[Objectives]
1. Reproduce the Docker sandboxing thread verbatim from "I'd like to" up to and including "permissions on it.".
2. Carry on the Docker sandboxing thread, starting after its last sentence.

═════ Page excerpt

This is neat. But. Docker isn't sandboxing in a security sense. It's sandboxing ...

jeswin · on Feb 22, 2015

> Given an unfriendly app, Docker is no different from running the unfriendly app directly.

I understand the risk of a kernel zero-day. But for Desktop apps, when used in conjunction with SELinux, can't Docker be considered to provide a level of sandboxing? In fact, I have not heard of any container breakouts. AFAIK, the only incidence that came close (but only worked on unpatched Docker) was https://news.ycombinator.com/item?id=7909622 and this was before their 1.0 release.

I'd like to hear your thoughts since a project I'm working on assumes that in a year's time containers will provide a Sandboxing alternative for server-side use. I can see some companies doing this already.

EDIT: X11 issues aside, as mentioned above by alexlarsson

geofft · on Feb 22, 2015

Without user namespaces (CLONE_NEWUSER), which Docker currently doesn't use, uid 0 inside a container is the same thing as uid 0 outside it. If you let Docker run apps as root, which seems to be not uncommon, then it is, in a strong sense, the same as the root user outside the container. That's why Jessie's gparted process can partition her disk: as long as it can get at the device node, it has full permissions on it.

══════════
═════ Items

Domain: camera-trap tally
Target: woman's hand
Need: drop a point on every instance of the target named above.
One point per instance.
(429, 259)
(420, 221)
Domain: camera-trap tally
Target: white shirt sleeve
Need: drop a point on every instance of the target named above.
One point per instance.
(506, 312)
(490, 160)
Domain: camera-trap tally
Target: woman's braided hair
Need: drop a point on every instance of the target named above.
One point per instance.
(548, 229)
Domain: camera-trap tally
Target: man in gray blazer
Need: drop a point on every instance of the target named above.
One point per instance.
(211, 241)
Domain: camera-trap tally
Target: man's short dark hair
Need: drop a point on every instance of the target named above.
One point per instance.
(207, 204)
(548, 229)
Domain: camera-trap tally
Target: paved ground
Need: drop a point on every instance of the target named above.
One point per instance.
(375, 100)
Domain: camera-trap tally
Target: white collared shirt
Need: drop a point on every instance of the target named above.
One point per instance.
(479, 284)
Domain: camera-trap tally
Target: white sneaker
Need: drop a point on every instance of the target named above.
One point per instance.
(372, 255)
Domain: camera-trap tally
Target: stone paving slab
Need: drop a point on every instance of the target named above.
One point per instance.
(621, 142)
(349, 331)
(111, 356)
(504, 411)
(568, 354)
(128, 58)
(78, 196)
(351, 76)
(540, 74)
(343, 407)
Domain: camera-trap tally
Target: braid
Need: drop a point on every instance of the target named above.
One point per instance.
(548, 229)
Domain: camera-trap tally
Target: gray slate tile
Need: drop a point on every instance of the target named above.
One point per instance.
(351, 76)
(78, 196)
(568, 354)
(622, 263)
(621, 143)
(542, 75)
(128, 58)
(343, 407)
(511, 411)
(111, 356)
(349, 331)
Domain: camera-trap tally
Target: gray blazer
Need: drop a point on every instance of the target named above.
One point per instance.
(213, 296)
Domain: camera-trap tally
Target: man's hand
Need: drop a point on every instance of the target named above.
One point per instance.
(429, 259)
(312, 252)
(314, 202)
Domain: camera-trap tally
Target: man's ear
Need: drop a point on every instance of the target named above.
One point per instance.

══════════

[Response list]
1.
I'd like to hear your thoughts since a project I'm working on assumes that in a year's time containers will provide a Sandboxing alternative for server-side use. I can see some companies doing this already.

EDIT: X11 issues aside, as mentioned above by alexlarsson

geofft · on Feb 22, 2015

Without user namespaces (CLONE_NEWUSER), which Docker currently doesn't use, uid 0 inside a container is the same thing as uid 0 outside it. If you let Docker run apps as root, which seems to be not uncommon, then it is, in a strong sense, the same as the root user outside the container. That's why Jessie's gparted process can partition her disk: as long as it can get at the device node, it has full permissions on it.

2.
Apart from things that you've explicitly given it access to (like device nodes), the risk of zero-days is higher because these sorts of things aren't quite zero-days: it's not fundamentally a violation of the kernel's security model for uid 0 to be able to do root-y things. You might want it to be unable to, and you might mostly succeed by not exposing certain device nodes, using a process namespace (CLONE_NEWPID) so it can't attach itself as a debugger to other things on the system, etc. etc. But there's no intent in the kernel to make this safe. It's mostly an emergent feature of other things, and emergent features make bad security features.

What you can do is run as not root, which still makes you the same as some other UID on the system, but guarantees that you're not risking increasing privileges. User namespaces give you a few additional features here: first, even the process of entering a chroot / container doesn't require root or a setuid binary, which is neat. Second, even if you're root inside the container, you're not root on the host system in the same sense, and it's just kernel code that's checking for uid == 0 (which should almost all be gone, since they changed the uid_t type in userns-enabled kernels) that thinks you're root.

SELinux might be able to help you here, and I'm not really familiar with what the standard recommendations for SELinux and Docker are. I'd basically consider applying it as if the container didn't exist: if you're comfortable with something running as root with SELinux confinement, then it's definitely fine to run as root inside Docker with SELinux confinement. If not, I wouldn't risk it.

For server containment, you should take a look at https://sandstorm.io/ , which uses user namespaces and runs apps as uid 1000 inside the namespace. This means that it's running with no more privilege than the host user in the worst case.

kentonv · on Feb 22, 2015

The reason you don't hear about Docker breakouts is because Docker never claimed to be a secure sandbox in the first place, so a breakout is a non-event.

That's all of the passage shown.